WORK TO BE COMPLETED: All of the lines below should be printed again exactly as they are.

Referring expression pointing data:

◆ ◆ ◆ ◆ ◆

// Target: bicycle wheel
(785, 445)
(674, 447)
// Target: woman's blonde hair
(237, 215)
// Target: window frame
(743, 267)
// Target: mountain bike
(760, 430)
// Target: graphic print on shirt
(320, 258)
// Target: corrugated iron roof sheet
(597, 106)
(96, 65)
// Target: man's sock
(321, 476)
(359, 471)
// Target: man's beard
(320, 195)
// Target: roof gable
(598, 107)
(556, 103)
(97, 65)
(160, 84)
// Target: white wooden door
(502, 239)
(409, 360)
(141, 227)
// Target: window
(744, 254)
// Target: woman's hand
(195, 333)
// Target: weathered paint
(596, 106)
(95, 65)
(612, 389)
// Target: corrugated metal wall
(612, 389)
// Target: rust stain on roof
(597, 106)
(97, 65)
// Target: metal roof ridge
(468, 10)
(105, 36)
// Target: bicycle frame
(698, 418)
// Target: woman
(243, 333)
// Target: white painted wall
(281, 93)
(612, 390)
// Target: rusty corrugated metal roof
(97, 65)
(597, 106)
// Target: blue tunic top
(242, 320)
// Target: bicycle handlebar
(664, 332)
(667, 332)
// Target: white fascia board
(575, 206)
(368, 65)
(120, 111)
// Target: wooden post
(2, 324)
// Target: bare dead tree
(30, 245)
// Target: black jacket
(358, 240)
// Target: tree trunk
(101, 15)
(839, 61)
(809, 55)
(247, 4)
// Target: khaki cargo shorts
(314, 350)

◆ ◆ ◆ ◆ ◆

WRITTEN SOLUTION:
// Target: bicycle wheel
(785, 445)
(674, 447)
// Target: woman's blonde hair
(237, 215)
// Target: window frame
(743, 267)
// Target: mountain bike
(760, 430)
// Target: graphic print on shirt
(320, 258)
// Target: corrugated iron roof sheet
(597, 106)
(96, 65)
// Target: man's sock
(321, 476)
(359, 471)
// Target: man's beard
(320, 195)
// Target: roof gable
(598, 107)
(556, 103)
(97, 65)
(160, 84)
// Target: white wooden door
(502, 239)
(409, 360)
(141, 227)
// Target: window
(744, 254)
// Target: woman's hand
(195, 333)
// Target: weathered paint
(596, 106)
(95, 65)
(612, 389)
// Target: corrugated metal wall
(612, 389)
// Target: rust stain on roof
(597, 106)
(97, 65)
// Target: metal roof ridge
(468, 10)
(105, 36)
// Target: bicycle frame
(698, 418)
// Target: woman
(243, 333)
// Target: white painted wall
(281, 93)
(612, 390)
// Target: rusty corrugated metal roof
(97, 65)
(597, 106)
// Target: blue tunic top
(242, 320)
// Target: bicycle handlebar
(664, 332)
(667, 332)
// Target: white fascia board
(575, 206)
(368, 65)
(120, 111)
// Target: wooden post
(2, 324)
// Target: bare dead tree
(30, 245)
// Target: black jacket
(358, 240)
// Target: tree trunk
(101, 15)
(839, 61)
(809, 55)
(247, 4)
// Target: khaki cargo shorts
(314, 350)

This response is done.